GIVEN REQUEST: Reproduce each line of the listing exactly.
◆ ◆ ◆ ◆ ◆
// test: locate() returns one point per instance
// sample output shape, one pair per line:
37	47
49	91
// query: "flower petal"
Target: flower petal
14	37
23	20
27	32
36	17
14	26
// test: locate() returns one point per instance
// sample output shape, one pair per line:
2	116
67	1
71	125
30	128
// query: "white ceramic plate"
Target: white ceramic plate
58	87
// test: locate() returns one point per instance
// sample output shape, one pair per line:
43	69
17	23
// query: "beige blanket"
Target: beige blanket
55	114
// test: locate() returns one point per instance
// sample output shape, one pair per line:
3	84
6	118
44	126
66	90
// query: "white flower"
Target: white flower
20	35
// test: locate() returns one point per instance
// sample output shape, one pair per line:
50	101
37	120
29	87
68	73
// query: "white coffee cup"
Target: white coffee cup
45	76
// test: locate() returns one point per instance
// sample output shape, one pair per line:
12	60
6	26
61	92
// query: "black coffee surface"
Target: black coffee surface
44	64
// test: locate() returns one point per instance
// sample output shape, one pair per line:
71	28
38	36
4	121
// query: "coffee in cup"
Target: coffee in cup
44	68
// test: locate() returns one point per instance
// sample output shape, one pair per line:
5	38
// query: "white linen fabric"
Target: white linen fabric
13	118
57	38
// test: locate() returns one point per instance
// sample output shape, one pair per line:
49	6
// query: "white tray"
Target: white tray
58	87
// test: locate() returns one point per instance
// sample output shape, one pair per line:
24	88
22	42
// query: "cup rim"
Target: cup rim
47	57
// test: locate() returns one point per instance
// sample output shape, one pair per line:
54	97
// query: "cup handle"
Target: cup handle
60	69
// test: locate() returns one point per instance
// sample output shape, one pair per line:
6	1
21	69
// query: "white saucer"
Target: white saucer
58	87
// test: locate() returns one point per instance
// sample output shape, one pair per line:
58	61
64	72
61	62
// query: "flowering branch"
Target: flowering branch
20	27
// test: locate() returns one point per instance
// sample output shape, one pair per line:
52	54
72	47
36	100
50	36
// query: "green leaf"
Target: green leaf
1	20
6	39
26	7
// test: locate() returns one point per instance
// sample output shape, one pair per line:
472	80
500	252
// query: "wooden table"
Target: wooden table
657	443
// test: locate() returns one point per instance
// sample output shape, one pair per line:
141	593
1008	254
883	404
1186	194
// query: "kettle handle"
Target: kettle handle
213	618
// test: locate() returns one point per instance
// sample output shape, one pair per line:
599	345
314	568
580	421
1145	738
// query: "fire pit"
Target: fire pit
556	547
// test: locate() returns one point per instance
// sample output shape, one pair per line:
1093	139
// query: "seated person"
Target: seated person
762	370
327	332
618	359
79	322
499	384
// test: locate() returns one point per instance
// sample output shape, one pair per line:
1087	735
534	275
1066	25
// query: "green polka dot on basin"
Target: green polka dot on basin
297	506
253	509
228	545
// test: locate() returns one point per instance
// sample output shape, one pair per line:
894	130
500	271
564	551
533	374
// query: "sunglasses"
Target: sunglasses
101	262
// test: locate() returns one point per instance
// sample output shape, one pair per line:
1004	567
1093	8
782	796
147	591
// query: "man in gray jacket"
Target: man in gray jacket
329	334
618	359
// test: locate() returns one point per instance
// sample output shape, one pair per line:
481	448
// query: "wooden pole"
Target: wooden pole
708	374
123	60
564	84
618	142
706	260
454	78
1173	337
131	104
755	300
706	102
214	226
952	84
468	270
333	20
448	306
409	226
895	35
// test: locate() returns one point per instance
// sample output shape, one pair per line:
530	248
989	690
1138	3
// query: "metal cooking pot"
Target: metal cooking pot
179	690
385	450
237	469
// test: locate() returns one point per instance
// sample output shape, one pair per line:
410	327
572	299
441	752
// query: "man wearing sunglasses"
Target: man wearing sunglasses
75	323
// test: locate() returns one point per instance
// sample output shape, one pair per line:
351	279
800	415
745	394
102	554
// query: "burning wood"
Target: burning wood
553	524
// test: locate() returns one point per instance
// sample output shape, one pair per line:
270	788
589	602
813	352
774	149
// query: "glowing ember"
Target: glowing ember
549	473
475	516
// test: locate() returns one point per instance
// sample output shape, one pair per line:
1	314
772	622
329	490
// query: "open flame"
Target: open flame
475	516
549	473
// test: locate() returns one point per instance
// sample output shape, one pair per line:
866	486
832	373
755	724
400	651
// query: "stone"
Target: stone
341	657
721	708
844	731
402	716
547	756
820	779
◆ ◆ ◆ ◆ ◆
THE SOLUTION:
// test: locate() returns one point per instance
// sample output shape, one pair per line:
37	47
49	91
// query: "flower petal"
Target: flower petal
14	37
23	20
27	32
36	17
14	26
// test: locate() returns one point per instance
// sample output shape, one pair per line:
2	116
67	1
71	125
30	128
// query: "white ceramic plate"
Target: white ceramic plate
58	87
// test: locate() returns one point per instance
// sample output shape, one pair per line:
43	69
17	23
// query: "beige blanket"
Target: beige blanket
55	114
// test: locate() returns one point per instance
// sample output shape, one pair per line:
3	84
6	118
44	126
66	90
// query: "white flower"
Target: white flower
20	35
// test: locate() returns one point per instance
// sample output shape, one pair per line:
50	101
37	120
29	87
68	73
// query: "white coffee cup"
Target: white coffee cup
45	76
// test: locate() returns one point per instance
// sample output shape, one pair per line:
12	60
6	26
61	92
// query: "black coffee surface"
Target: black coffee surface
44	64
// test: locate() returns one point per instance
// sample output shape, one pair per line:
71	28
38	36
4	121
// query: "coffee in cup"
Target: coffee in cup
44	68
// test: locate() returns one point per instance
// sample output shape, one pair per line:
5	38
// query: "white linen fabric"
Target: white linen fabric
13	118
57	38
// test: locate() returns one point per instance
// sample output shape, one pair per line:
49	6
// query: "white tray"
Target: white tray
58	87
// test: locate() returns one point per instance
// sample output shape, one pair per line:
24	88
22	42
// query: "cup rim"
Target: cup rim
47	57
// test: locate() returns one point per instance
// sample output shape, one pair per line:
54	97
// query: "cup handle"
Target: cup handle
60	69
// test: locate() returns one point per instance
// sample output shape, one pair per line:
6	1
21	69
// query: "white saucer"
Target: white saucer
58	87
// test: locate() returns one point per instance
// sample output shape, one pair per line:
58	61
64	72
61	62
// query: "flowering branch"
Target: flowering branch
20	27
// test: locate() returns one point per instance
// sample output shape, one pair per line:
52	54
72	47
36	100
50	36
// query: "green leaf"
Target: green leaf
1	20
6	39
26	7
// test: locate() returns one point per instance
// sample output shape, one pair per line:
472	80
500	252
// query: "wooden table"
Target: wooden table
657	443
// test: locate() returns one point per instance
// sample output shape, one pair per line:
141	593
1008	254
883	404
1186	194
// query: "kettle handle"
Target: kettle handle
213	618
// test: locate() returns one point per instance
// sample output shape, one pair per line:
599	345
314	568
580	421
1145	738
// query: "fire pit"
Target: fire pit
556	547
// test: locate() returns one point per instance
// sample output shape, one pair per line:
1093	139
// query: "seated person"
Target: seated person
762	370
327	332
618	359
79	322
499	384
// test: locate() returns one point per instance
// sample output shape, one pair per line:
1087	735
534	275
1066	25
// query: "green polka dot on basin"
Target: green polka dot on basin
297	506
253	509
228	545
// test: locate() returns one point per instance
// sample output shape, one pair per line:
894	130
500	271
564	551
533	374
// query: "sunglasses"
Target: sunglasses
101	262
// test: locate() returns one point per instance
// sample output shape, one pair per line:
1004	567
1093	8
782	796
147	591
// query: "man in gray jacket"
Target: man in gray jacket
329	334
618	359
// test: locate() returns one point per instance
// sample output shape, one pair per line:
481	448
// query: "wooden pole"
Target: wooden pole
708	374
123	60
564	84
618	142
706	260
454	78
1173	337
131	104
755	300
706	102
214	226
952	84
468	270
333	20
448	306
409	226
895	35
// test: locate() returns one point per instance
// sample output shape, one pair per line:
530	248
989	690
1138	3
// query: "metal cooking pot"
Target: metal cooking pot
179	690
385	450
237	469
// test: locate() returns one point per instance
// sample output shape, one pair per line:
410	327
572	299
441	752
// query: "man wearing sunglasses"
Target: man wearing sunglasses
75	323
// test: locate() returns one point per instance
// sample output shape, one pair per line:
351	279
800	415
745	394
102	554
// query: "burning wood"
Target: burning wood
553	524
// test: locate() returns one point per instance
// sample output shape, one pair per line:
270	788
589	602
813	352
774	149
// query: "glowing ember"
Target: glowing ember
549	473
475	516
// test: locate() returns one point per instance
// sample output shape, one pair per line:
1	314
772	622
329	490
// query: "open flame"
Target: open flame
475	516
549	473
// test: locate() returns one point per instance
// sample output shape, one pair per line:
866	486
832	373
755	724
400	651
// query: "stone"
Target: stone
341	657
721	708
844	731
402	716
547	756
820	779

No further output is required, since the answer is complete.